Problem details
Starting at the line that contains "Target: tinted car window" and stopping after the last line, set down the listing exactly as it is. Add nothing.

Source data

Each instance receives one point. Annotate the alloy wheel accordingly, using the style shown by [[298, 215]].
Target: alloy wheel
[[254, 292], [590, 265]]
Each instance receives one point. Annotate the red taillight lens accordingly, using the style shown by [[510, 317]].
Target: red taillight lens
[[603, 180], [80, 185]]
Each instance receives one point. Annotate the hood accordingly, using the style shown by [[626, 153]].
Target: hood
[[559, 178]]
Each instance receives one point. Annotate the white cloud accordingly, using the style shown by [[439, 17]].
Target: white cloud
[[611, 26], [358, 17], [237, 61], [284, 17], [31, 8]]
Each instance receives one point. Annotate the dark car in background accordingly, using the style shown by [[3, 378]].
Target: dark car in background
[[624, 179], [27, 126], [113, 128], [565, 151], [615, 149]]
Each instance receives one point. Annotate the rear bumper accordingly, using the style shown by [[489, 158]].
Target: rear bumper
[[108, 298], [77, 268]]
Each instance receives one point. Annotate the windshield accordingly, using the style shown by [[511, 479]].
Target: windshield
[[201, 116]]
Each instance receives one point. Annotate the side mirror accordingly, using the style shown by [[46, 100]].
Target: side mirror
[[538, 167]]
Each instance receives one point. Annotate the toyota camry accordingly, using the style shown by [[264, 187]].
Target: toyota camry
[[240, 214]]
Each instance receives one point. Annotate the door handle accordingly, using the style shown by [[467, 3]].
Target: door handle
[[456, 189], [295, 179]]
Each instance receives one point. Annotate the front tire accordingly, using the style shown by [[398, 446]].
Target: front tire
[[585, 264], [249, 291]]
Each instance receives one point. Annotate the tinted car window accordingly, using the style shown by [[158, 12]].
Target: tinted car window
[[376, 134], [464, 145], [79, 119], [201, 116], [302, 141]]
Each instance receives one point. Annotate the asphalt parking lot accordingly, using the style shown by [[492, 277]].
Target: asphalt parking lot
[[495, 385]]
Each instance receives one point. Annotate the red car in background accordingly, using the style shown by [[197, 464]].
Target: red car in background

Result below
Target: tinted car window
[[376, 134], [464, 145], [79, 119], [201, 116], [302, 141]]
Each instance receives one point. Annotate the asphalt parking lot accordingly, using the style shown by [[492, 277]].
Target: asphalt parking lot
[[495, 385]]
Each instance receives one point. Annotate the red car in background accordingly, using the style shown by [[197, 464]].
Target: red car in background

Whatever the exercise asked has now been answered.